**WHAT THE TASK ASKS**: Count how many lines in the rows below contain the word "roof". Reply with that number alone.

**MATERIAL SHOWN**:
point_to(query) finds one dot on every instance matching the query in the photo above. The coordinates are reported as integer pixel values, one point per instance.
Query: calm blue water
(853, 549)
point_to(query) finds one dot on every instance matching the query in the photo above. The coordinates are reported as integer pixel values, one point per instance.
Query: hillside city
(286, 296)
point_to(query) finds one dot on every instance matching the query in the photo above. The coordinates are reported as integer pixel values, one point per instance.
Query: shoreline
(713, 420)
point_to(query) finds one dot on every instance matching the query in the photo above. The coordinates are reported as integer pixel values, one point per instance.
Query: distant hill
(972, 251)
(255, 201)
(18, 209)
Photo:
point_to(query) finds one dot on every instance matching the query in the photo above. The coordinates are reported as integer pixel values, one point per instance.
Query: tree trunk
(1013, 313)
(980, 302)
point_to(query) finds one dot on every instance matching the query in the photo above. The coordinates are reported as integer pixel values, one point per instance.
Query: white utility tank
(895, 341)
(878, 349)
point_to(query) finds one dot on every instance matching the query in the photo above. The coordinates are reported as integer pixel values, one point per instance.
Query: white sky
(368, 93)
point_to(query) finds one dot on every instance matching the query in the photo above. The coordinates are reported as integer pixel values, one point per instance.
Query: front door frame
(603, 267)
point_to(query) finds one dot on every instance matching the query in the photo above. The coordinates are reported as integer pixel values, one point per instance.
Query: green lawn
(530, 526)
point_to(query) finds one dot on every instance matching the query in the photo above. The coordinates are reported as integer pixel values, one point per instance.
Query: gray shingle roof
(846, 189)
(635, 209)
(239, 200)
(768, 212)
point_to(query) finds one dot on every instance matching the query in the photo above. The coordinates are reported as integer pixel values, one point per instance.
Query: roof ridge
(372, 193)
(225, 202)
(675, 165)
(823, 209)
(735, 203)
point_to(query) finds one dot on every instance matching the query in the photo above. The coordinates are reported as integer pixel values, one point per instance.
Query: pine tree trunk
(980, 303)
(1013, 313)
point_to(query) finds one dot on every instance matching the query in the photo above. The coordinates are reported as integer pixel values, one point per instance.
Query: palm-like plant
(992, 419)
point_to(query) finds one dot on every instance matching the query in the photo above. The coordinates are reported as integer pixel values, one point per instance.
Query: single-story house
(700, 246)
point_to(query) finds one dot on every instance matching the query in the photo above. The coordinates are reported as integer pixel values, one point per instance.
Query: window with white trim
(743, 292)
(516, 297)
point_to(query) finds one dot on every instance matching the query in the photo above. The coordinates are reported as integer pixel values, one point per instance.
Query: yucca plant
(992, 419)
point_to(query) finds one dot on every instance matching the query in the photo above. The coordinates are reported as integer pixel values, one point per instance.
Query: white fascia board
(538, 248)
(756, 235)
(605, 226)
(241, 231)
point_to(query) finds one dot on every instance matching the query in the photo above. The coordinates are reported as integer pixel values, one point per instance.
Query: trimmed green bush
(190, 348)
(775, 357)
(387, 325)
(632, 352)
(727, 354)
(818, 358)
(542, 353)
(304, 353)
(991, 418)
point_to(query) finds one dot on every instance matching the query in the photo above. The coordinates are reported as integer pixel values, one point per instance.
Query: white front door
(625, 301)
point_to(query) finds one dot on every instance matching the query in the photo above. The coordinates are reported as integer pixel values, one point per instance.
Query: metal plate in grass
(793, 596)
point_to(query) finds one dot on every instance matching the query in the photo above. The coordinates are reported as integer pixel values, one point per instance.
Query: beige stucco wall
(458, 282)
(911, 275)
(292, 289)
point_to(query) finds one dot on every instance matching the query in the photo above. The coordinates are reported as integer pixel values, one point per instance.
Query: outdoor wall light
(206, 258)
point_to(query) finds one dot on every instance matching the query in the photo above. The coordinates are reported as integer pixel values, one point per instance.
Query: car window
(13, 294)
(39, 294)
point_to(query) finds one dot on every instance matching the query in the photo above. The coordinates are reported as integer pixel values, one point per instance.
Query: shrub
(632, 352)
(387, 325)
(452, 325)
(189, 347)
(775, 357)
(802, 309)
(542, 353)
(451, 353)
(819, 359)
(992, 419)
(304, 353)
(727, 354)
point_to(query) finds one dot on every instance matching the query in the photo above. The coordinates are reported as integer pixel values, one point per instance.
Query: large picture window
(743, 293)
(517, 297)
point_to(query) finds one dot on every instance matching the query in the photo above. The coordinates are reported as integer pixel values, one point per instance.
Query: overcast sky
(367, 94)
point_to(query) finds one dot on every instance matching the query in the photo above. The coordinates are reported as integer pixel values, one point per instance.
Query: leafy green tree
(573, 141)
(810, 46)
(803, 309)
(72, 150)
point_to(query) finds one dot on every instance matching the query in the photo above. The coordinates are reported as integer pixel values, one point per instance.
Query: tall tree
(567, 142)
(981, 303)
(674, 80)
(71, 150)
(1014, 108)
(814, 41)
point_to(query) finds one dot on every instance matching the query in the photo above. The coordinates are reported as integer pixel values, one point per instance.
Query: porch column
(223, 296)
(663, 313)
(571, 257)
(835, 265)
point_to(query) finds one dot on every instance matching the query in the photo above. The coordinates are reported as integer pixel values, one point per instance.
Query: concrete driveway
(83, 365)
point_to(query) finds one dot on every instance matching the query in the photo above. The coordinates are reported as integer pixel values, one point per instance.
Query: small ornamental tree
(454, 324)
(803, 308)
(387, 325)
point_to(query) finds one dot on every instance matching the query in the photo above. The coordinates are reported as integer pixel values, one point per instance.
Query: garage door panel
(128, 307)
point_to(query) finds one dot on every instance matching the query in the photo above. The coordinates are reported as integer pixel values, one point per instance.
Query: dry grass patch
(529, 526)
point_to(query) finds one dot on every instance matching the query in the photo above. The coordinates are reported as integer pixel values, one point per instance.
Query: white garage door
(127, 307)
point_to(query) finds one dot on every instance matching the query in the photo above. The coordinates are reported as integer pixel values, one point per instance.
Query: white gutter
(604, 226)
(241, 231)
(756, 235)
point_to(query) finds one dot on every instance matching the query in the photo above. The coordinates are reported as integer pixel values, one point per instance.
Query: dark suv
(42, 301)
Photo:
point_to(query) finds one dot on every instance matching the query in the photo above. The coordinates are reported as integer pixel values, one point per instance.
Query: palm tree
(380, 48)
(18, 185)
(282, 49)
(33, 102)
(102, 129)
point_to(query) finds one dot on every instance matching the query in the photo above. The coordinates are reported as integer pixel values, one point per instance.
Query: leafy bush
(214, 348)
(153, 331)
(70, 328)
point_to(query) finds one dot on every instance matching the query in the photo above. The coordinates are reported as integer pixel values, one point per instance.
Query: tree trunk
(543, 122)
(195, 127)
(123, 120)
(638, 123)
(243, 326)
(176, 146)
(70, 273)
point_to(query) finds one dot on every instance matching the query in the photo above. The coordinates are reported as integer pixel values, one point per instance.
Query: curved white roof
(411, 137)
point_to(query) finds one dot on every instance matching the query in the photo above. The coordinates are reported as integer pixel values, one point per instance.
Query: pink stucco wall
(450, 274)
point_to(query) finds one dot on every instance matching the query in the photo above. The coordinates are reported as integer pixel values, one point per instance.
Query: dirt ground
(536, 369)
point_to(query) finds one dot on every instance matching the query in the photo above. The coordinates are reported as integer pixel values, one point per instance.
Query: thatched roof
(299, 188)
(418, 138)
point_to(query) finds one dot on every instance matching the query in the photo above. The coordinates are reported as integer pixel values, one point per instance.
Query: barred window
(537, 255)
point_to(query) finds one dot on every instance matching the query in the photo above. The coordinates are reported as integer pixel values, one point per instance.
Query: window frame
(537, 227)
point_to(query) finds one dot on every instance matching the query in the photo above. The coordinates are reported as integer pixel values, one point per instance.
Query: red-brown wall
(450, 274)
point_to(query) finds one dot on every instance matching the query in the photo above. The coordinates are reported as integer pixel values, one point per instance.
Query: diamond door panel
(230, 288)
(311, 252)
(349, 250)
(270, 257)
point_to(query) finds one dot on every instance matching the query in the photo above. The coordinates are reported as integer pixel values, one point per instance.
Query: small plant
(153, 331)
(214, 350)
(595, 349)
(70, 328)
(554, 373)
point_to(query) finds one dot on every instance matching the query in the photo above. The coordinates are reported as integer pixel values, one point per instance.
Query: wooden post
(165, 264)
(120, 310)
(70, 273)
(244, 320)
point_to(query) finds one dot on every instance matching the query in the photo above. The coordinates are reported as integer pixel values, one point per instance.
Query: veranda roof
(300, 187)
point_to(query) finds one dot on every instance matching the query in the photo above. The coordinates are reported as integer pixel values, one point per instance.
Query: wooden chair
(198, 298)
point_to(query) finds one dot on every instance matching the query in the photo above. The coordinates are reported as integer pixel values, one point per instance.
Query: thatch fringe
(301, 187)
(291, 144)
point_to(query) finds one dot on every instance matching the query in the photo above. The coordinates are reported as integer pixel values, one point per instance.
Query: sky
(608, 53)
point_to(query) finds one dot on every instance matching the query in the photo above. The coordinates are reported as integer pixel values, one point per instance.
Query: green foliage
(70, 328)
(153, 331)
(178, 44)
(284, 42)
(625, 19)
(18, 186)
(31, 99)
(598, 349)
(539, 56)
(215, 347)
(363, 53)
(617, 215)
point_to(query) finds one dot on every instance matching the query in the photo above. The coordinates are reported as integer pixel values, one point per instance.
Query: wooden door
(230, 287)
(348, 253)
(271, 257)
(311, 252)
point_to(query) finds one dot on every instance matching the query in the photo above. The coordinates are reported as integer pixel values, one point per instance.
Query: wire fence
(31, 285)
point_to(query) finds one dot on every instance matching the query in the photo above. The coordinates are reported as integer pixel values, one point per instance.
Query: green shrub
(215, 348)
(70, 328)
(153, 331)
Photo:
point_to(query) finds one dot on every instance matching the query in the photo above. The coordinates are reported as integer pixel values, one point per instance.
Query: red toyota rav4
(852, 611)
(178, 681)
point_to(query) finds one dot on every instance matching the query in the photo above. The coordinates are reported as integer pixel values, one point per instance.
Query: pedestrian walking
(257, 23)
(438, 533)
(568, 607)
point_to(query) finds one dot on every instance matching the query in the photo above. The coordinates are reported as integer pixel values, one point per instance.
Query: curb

**CORRECT RESULT**: 5